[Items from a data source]
↓

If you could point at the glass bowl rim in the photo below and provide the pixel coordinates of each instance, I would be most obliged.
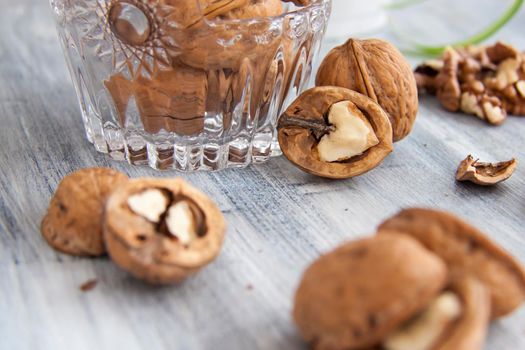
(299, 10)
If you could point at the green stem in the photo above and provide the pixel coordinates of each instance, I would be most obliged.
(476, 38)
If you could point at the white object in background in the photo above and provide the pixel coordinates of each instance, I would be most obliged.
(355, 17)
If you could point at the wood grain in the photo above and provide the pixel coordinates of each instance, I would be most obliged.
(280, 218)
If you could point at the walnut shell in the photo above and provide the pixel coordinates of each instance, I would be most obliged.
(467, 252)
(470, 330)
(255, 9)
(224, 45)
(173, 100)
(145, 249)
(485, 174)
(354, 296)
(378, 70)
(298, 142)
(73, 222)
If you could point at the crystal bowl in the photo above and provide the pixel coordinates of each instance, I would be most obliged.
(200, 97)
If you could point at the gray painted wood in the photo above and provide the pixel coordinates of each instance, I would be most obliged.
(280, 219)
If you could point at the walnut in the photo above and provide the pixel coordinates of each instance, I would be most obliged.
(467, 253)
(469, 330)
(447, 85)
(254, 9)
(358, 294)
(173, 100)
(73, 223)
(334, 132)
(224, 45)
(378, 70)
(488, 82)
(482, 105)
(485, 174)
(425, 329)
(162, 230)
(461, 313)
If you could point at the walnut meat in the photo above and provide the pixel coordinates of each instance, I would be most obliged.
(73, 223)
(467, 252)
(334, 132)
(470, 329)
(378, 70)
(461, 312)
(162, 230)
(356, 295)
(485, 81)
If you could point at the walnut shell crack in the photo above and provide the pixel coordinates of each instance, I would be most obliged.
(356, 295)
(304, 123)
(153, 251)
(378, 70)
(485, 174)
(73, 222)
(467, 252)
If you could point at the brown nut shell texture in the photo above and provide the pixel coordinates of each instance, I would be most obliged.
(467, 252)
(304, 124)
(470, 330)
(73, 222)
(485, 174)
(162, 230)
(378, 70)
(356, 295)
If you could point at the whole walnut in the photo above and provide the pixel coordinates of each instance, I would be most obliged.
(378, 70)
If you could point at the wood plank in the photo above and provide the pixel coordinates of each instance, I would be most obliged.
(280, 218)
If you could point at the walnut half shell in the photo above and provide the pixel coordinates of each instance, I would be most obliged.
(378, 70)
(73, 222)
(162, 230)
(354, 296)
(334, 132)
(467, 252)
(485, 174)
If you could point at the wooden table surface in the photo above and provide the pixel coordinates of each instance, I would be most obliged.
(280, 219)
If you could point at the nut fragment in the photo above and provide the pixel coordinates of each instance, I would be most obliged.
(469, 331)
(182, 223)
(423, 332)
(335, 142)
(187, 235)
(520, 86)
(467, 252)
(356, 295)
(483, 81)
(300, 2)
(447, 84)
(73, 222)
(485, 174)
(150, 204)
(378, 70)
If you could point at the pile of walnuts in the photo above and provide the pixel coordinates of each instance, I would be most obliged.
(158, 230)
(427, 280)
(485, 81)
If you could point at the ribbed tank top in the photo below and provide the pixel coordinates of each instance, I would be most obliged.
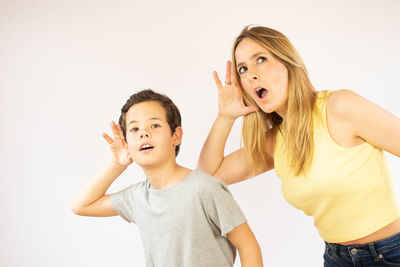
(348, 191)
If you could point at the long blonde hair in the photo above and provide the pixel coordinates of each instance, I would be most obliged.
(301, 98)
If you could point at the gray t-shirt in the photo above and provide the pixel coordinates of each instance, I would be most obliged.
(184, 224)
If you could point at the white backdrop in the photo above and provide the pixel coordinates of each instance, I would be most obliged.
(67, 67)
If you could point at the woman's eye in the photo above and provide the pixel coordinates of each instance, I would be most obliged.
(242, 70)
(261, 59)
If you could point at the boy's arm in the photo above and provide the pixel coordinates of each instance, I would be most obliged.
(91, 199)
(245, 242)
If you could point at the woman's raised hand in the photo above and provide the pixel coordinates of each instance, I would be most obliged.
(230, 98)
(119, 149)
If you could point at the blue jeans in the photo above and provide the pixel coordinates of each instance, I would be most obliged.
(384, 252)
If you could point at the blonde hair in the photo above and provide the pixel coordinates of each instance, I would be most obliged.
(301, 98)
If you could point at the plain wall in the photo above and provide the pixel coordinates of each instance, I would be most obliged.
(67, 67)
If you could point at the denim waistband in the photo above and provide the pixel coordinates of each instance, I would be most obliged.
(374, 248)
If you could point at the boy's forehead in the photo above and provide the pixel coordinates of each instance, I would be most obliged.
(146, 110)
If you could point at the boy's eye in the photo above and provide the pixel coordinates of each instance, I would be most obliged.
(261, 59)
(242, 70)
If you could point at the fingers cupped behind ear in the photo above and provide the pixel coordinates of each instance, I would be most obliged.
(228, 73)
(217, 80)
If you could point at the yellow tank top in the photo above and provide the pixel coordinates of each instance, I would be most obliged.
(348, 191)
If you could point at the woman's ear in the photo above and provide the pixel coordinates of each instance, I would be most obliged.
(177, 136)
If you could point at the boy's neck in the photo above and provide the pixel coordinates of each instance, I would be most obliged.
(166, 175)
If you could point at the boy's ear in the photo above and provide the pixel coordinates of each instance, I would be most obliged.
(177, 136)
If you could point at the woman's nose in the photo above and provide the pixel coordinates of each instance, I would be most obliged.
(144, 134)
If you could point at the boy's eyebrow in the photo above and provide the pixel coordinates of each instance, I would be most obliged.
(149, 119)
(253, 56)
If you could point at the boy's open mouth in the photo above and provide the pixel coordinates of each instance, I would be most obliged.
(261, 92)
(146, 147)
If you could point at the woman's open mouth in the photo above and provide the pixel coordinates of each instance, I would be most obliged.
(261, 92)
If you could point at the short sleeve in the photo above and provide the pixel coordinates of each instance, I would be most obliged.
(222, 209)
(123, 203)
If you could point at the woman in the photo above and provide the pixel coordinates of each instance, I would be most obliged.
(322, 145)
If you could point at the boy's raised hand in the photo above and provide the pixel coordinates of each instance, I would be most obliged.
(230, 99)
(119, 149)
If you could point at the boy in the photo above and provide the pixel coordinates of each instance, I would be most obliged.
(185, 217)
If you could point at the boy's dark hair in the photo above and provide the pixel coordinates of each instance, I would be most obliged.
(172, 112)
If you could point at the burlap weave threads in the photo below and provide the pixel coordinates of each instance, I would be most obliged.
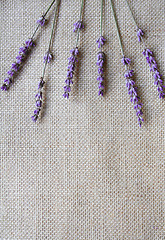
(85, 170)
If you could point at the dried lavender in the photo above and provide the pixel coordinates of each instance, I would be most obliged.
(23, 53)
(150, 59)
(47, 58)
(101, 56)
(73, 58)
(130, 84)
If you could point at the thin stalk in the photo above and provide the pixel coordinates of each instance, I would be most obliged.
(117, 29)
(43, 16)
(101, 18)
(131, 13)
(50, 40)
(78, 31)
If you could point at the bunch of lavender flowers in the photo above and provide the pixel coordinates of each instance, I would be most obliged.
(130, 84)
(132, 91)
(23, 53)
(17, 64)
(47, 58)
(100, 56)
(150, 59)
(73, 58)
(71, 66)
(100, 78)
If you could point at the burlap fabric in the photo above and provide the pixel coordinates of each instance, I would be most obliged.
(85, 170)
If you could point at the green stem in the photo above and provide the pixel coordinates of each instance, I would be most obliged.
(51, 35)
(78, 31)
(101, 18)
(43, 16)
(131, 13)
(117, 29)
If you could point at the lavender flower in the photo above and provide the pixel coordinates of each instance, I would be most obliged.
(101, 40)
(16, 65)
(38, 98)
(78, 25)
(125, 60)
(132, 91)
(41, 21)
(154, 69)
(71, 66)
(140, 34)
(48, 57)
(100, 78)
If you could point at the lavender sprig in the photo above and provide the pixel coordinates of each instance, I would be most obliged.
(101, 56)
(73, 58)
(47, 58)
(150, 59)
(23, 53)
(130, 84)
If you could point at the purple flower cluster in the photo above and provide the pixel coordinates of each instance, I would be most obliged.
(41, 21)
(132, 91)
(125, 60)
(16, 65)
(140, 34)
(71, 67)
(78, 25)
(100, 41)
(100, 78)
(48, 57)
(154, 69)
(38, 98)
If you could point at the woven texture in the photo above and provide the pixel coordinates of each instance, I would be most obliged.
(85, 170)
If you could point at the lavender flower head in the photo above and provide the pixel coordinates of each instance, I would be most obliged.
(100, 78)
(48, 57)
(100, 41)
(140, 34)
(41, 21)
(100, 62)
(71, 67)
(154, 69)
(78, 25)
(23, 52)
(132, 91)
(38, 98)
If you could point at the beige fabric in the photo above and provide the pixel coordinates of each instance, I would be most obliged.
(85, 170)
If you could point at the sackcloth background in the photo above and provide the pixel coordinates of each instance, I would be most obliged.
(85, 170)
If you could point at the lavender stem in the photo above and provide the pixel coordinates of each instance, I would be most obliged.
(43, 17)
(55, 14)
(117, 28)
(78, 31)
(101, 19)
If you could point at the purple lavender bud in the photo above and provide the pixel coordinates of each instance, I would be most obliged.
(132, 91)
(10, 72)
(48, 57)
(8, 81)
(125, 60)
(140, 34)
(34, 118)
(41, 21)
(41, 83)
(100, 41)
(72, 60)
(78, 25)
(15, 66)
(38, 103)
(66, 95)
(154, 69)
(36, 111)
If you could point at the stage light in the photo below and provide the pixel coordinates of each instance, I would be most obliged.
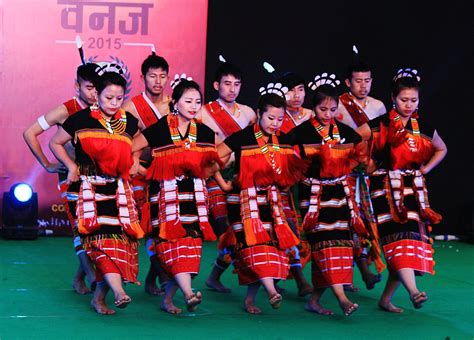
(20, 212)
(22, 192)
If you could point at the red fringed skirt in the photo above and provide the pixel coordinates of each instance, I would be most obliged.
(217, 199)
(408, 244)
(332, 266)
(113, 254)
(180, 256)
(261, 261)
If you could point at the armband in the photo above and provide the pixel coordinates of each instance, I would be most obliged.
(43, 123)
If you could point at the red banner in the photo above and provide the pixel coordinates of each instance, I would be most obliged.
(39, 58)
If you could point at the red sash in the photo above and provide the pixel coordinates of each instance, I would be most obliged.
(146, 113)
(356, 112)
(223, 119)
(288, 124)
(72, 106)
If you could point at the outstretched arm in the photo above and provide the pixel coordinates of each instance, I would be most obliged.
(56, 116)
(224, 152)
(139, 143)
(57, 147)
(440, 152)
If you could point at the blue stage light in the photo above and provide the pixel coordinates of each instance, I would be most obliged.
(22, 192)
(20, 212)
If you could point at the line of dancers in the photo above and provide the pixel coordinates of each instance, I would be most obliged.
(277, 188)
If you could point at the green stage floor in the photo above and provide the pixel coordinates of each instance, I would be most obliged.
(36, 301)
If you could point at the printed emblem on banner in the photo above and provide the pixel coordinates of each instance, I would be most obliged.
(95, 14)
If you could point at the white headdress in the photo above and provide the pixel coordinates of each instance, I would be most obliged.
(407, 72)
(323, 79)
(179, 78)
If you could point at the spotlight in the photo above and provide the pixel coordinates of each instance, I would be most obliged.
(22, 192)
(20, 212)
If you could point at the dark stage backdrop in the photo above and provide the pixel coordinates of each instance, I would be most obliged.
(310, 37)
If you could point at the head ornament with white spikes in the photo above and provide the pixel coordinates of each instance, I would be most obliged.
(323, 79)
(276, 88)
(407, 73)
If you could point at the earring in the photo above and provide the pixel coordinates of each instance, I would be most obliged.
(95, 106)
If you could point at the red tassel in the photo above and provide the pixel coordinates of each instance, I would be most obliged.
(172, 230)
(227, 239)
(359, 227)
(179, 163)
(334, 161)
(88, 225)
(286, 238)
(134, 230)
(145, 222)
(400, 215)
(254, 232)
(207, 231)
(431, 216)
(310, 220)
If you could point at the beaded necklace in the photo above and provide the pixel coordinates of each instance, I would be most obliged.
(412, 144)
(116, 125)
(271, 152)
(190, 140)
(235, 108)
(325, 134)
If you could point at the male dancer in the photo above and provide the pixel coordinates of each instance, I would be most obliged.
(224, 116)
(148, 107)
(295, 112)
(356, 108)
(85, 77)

↑

To do. Counting the line that contains "If you could point at the red tassel" as the first, copy exactly every line through the end of the records, and nothing else.

Answer box.
If you could point at the red tassel in the photo above and provide the pixel coordinates of each instance, I would be most obliged.
(172, 230)
(227, 239)
(359, 227)
(179, 163)
(334, 161)
(88, 225)
(286, 238)
(134, 230)
(145, 222)
(400, 215)
(254, 232)
(207, 231)
(431, 216)
(310, 220)
If you could point at the beaded necklace in the photo above and provide the pixel coordinates of each instance, I would be most obliged.
(412, 144)
(116, 125)
(271, 152)
(190, 140)
(235, 108)
(325, 134)
If you could point at the male dancer in the photo above and provide the pixel coordinates of each instance, I would be most obliged.
(224, 116)
(148, 107)
(295, 112)
(356, 108)
(85, 77)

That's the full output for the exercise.